▶
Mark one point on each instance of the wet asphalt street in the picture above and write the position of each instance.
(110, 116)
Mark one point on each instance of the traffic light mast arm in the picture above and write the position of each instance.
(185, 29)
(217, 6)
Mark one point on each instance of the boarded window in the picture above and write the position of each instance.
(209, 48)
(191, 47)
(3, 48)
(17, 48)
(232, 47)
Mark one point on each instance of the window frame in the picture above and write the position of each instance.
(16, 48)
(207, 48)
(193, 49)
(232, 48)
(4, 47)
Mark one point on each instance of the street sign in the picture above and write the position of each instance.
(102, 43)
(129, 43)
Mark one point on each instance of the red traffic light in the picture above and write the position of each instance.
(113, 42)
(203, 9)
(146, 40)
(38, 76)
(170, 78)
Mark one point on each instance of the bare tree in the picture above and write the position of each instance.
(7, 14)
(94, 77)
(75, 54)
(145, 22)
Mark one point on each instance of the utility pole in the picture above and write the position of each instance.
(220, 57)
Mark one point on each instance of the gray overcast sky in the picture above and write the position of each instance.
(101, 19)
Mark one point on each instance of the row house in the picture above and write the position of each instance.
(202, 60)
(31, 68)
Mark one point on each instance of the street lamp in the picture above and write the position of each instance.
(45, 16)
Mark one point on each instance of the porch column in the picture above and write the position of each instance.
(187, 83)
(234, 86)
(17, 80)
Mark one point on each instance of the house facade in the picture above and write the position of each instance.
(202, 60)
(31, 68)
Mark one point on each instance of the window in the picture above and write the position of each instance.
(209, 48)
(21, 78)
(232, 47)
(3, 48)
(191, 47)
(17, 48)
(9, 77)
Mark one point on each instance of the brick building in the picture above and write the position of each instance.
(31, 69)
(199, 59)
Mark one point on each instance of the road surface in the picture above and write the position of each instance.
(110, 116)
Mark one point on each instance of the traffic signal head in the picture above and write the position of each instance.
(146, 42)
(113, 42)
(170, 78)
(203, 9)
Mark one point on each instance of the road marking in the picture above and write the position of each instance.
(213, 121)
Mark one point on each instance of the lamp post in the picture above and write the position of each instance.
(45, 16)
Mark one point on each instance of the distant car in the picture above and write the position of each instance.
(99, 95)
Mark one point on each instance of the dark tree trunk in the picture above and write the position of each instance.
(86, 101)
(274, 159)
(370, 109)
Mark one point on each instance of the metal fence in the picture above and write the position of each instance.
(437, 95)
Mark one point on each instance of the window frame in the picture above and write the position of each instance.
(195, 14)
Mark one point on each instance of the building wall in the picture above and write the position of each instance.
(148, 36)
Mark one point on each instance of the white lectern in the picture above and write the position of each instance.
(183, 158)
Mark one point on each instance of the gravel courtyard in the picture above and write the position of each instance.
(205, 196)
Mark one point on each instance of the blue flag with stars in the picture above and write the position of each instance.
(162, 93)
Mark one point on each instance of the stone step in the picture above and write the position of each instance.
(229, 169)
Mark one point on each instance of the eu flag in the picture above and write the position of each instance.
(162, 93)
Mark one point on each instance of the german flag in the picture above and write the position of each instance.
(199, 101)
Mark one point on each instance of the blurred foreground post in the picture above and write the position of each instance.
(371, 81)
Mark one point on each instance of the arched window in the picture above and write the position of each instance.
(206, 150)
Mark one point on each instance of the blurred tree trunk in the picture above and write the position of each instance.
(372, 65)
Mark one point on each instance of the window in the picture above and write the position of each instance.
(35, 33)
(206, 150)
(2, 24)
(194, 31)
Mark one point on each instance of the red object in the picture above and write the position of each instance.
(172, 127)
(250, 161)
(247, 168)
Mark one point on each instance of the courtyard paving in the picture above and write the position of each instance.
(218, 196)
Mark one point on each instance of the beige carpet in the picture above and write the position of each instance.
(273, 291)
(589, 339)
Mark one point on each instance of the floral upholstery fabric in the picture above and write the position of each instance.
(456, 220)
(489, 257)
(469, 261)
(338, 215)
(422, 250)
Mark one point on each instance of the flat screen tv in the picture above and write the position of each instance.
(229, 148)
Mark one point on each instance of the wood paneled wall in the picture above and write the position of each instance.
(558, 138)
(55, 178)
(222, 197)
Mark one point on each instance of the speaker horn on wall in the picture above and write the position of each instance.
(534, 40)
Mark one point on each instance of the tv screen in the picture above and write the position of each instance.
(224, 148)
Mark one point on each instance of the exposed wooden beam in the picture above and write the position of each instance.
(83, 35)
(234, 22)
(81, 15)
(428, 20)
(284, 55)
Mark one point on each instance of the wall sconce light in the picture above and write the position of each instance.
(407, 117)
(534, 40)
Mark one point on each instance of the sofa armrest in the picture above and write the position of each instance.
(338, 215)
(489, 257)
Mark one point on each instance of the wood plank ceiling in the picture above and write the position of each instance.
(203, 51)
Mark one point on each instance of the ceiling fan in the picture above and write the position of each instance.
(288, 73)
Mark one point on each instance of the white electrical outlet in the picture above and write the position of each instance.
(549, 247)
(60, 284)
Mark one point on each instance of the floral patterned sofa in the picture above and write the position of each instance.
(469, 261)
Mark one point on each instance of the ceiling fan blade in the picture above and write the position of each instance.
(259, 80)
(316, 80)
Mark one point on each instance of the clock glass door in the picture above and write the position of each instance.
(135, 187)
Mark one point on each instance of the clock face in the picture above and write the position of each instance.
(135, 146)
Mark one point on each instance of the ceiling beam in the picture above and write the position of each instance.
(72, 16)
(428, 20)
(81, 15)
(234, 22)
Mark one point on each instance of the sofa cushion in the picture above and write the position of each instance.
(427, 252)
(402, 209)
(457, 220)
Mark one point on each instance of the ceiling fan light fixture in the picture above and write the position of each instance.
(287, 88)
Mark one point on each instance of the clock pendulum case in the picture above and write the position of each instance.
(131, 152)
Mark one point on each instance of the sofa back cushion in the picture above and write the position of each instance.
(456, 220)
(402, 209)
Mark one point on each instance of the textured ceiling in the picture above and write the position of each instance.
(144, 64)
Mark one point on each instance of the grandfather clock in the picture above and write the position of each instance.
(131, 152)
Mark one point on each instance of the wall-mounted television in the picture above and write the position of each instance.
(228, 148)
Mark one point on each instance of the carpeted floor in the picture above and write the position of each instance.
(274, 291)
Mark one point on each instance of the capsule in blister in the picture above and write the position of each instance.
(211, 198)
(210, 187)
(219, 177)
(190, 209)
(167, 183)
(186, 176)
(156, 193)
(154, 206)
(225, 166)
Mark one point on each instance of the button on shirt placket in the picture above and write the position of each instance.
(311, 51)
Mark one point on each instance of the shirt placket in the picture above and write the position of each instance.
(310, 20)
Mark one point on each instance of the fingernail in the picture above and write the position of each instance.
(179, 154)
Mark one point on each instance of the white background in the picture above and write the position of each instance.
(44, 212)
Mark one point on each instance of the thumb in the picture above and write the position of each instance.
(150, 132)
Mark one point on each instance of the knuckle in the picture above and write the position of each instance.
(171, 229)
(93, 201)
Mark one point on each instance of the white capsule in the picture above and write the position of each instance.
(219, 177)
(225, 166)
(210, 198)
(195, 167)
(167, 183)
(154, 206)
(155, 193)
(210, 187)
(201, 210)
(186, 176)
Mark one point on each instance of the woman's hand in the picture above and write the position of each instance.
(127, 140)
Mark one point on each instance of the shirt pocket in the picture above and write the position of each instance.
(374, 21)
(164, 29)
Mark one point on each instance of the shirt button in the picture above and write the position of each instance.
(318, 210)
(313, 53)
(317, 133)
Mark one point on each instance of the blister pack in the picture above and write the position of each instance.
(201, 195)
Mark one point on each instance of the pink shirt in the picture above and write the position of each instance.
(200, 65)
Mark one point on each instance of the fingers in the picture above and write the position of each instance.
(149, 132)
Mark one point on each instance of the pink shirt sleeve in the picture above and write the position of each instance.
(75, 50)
◀
__ESERCIZIO__. Riporti in una tabella Markdown le righe dei record che vanno dalla riga contenente "Mark one point on each instance of the white capsule" fino alla fine dei record, estremi inclusi, omettendo le righe vuote. Usi la colonna n per il numero progressivo e la colonna Riga per il testo di ciascuna riga.

__RISPOSTA__.
| n | Riga |
|---|---|
| 1 | Mark one point on each instance of the white capsule in the picture above and write the position of each instance. |
| 2 | (219, 177) |
| 3 | (225, 166) |
| 4 | (210, 198) |
| 5 | (195, 167) |
| 6 | (167, 183) |
| 7 | (154, 206) |
| 8 | (155, 193) |
| 9 | (210, 187) |
| 10 | (201, 210) |
| 11 | (186, 176) |
| 12 | Mark one point on each instance of the woman's hand in the picture above and write the position of each instance. |
| 13 | (127, 140) |
| 14 | Mark one point on each instance of the shirt pocket in the picture above and write the position of each instance. |
| 15 | (374, 21) |
| 16 | (164, 29) |
| 17 | Mark one point on each instance of the shirt button in the picture above and write the position of each instance. |
| 18 | (318, 210) |
| 19 | (313, 53) |
| 20 | (317, 133) |
| 21 | Mark one point on each instance of the blister pack in the picture above and write the position of each instance. |
| 22 | (201, 195) |
| 23 | Mark one point on each instance of the pink shirt in the picture above and write the position of each instance. |
| 24 | (200, 65) |
| 25 | Mark one point on each instance of the fingers in the picture above and write the position of each instance. |
| 26 | (149, 132) |
| 27 | Mark one point on each instance of the pink shirt sleeve in the picture above and write the position of each instance. |
| 28 | (75, 50) |